[Provided text start]

Scenario 2: etcd Failure

Impact: Cluster state lost, cannot read cluster state
Blast radius: Entire cluster (state operations)
Detection: etcd health checks fail, API server errors
Recovery: GKE automatically restores from backup
Mitigation: Automatic backups every 6 hours

Scenario 3: Scheduler Failure

Impact: Cannot schedule new pods, existing pods continue running
Blast radius: New pod scheduling
Detection: Pods stuck in Pending state
Recovery: Scheduler automatically restarts
Mitigation: Scheduler runs in high-availability mode

Data Plane Failures

Scenario 1: Node Failure

Impact: Pods on node become unavailable
Blast radius: Pods on failed node
Detection: Node health checks fail, pods marked as NotReady
Recovery:
Pods rescheduled to healthy nodes (if managed by Deployment/StatefulSet)
Node pool auto-scaling replaces failed node
Mitigation:
Multiple nodes per zone
Pod disruption budgets
Health checks (liveness, readiness)

Scenario 2: Kubelet Failure

Impact: Cannot manage pods on node, pods may become unavailable
Blast radius: Pods on affected node
Detection: Kubelet health checks fail, node marked as NotReady
Recovery: Kubelet restarts automatically
Mitigation: Health checks, automatic restarts

Scenario 3: Network Partition

Impact: Pods cannot communicate, services unavailable
Blast radius: Affected pods/services
Detection: Network connectivity errors, service failures
Recovery: Network partition resolves, connectivity restored
Mitigation:
VPC-native networking (reduces partition risk)
Network policies (isolate failures)
Health checks (detect failures quickly)

Pod Failures

Scenario 1: Pod Crash Loop

Impact: Pod continuously crashes, service unavailable
Blast radius: Affected service
Detection: Pod restart count increases, liveness probe failures
Recovery:
Fix application bug
Adjust resource limits
Fix configuration errors
Mitigation:
Liveness probes (detect crashes)
Resource limits (prevent OOM)
Health checks (catch issues early)

Scenario 2: Resource Exhaustion

Impact: Pods cannot get resources, scheduling fails
Blast radius: New pods, resource-constrained pods
Detection: Pods stuck in Pending, resource quota exceeded
Recovery:
Scale up node pool
Adjust resource requests
Add more nodes
Mitigation:
Resource quotas (prevent over-allocation)
Auto-scaling (add nodes when needed)
Resource requests (reserve resources)

[Provided text end]

_Written request 1:_ Transcribe the Kubernetes failure scenarios text, everything from "Health checks (catch" down to "quotas (prevent over-allocation)".

[Input records start]

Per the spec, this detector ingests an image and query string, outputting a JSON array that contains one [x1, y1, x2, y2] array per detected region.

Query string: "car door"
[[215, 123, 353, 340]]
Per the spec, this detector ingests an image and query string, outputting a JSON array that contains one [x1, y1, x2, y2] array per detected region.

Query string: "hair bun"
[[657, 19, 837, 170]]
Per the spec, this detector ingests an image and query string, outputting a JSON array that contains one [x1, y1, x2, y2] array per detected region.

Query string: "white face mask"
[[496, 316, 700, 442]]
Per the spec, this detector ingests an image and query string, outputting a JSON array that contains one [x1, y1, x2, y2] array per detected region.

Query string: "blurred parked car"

[Input records end]
[Input records start]

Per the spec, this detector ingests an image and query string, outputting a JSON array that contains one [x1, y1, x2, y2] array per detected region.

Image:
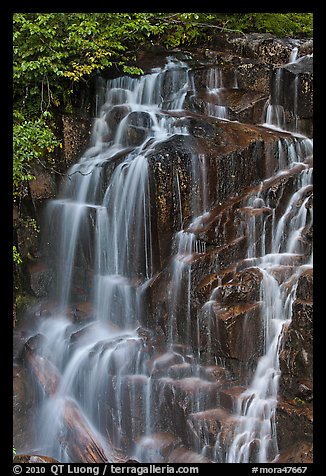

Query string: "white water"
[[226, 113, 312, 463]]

[Input records end]
[Input records start]

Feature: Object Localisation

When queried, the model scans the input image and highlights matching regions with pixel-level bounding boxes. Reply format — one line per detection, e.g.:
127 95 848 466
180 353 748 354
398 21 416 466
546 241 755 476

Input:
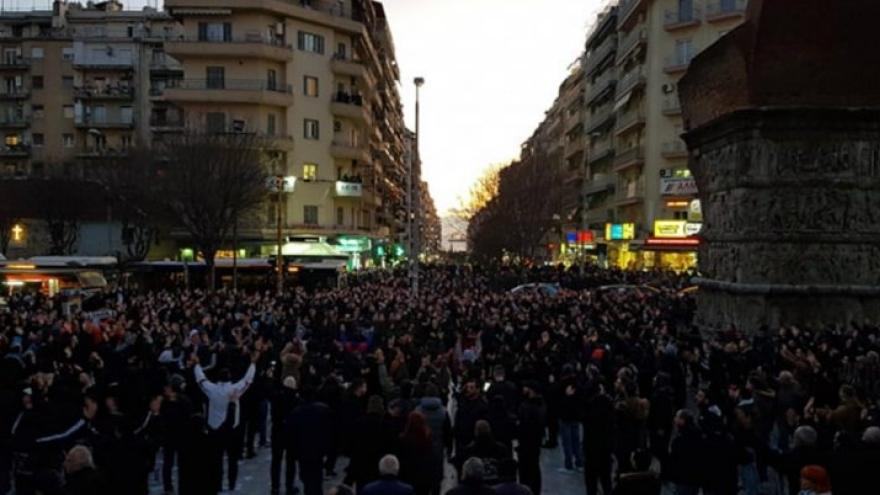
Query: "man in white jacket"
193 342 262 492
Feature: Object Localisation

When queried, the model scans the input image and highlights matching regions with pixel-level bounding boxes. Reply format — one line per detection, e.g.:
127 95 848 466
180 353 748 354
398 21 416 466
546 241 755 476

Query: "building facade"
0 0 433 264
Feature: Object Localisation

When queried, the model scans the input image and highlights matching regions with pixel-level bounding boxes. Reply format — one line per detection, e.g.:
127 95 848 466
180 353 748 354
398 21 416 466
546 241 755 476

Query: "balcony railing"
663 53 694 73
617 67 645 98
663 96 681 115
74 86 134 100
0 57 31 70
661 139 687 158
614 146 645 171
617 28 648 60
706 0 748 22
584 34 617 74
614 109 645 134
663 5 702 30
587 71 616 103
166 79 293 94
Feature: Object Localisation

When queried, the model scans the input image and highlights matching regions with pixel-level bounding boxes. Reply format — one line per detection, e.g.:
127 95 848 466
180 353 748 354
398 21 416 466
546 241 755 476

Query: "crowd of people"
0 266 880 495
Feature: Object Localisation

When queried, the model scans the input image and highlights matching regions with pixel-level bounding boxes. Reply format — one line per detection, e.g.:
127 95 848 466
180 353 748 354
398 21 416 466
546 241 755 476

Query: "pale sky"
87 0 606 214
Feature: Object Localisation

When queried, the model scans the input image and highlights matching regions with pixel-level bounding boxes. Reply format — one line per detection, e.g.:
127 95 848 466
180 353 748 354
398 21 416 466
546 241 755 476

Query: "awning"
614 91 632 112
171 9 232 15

[Input records end]

_Written request 2:_ Pull out every line in the records that contains the word "white".

_Full output 1:_
Health checks (catch issues early)

Scenario 2: Resource Exhaustion

Impact: Pods cannot get resources, scheduling fails
Blast radius: New pods, resource-constrained pods
Detection: Pods stuck in Pending, resource quota exceeded
Recovery:
Scale up node pool
Adjust resource requests
Add more nodes
Mitigation:
Resource quotas (prevent over-allocation)

_Full output 2:_
Query string: "white face mask"
Query string: "white water"
Query: "man in white jacket"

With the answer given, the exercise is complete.